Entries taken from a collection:

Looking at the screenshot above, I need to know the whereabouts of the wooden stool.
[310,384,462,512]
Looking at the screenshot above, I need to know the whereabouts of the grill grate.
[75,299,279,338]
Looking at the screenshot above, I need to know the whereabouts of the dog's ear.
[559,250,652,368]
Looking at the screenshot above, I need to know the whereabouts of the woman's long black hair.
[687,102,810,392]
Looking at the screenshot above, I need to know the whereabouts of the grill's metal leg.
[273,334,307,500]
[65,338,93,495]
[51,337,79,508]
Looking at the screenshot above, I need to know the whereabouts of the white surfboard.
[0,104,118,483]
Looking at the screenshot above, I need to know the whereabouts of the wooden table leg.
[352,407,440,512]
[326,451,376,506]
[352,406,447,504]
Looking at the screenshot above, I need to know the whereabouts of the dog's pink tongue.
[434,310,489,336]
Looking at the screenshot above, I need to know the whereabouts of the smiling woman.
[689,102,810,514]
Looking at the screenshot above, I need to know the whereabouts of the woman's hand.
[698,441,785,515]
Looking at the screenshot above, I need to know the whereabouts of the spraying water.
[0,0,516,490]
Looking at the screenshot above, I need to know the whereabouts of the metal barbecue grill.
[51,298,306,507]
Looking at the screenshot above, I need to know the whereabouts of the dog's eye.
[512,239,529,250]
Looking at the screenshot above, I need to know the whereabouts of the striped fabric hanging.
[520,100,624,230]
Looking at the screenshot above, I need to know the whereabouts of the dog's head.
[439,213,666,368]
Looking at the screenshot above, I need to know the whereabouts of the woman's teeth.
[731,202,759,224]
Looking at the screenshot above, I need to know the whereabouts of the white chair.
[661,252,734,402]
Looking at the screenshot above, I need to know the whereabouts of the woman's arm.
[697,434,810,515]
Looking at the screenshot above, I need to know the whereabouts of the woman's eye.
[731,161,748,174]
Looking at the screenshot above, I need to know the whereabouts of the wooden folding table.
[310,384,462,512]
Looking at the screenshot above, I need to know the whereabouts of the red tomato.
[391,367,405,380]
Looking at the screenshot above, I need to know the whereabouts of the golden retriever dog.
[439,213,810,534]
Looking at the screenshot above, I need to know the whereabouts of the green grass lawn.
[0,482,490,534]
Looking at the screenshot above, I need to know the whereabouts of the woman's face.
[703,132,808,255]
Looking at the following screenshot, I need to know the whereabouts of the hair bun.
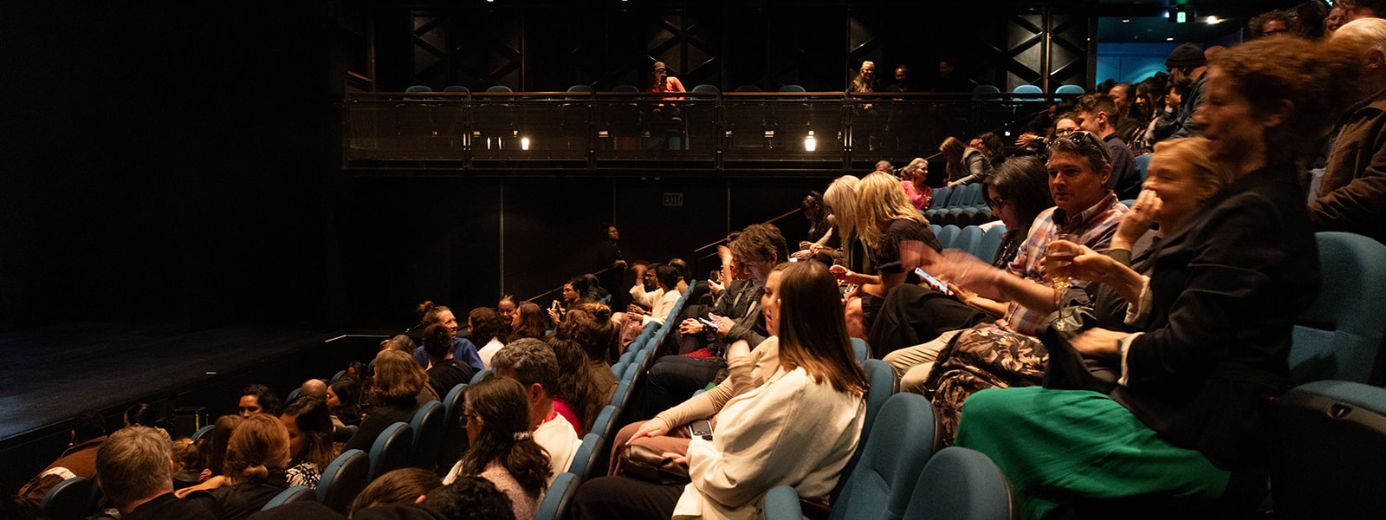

* _Short task_
Put the records into a Markdown table with the columns Row and Line, starting at the first line and ending at the line that contains "[687,102,810,392]", with one line per row and no row for any blank line. Include nothing past that line.

* _Correct response_
| Row | Line |
|---|---|
| 1 | Looking at the screenshot above, I need to know the whereabouts of the wooden stool. |
| 2 | [310,384,462,512] |
| 3 | Looking at the screenshot above, I need to know the whereabouts of the grill grate. |
| 4 | [75,299,279,338] |
| 5 | Looking at the screenshot above, I need to know the whereabouts of the dog's ear. |
| 6 | [559,250,652,368] |
| 7 | Looking at the screenshot above, I need to know the whereabouts of the woman's long black hair. |
| 8 | [687,102,810,392] |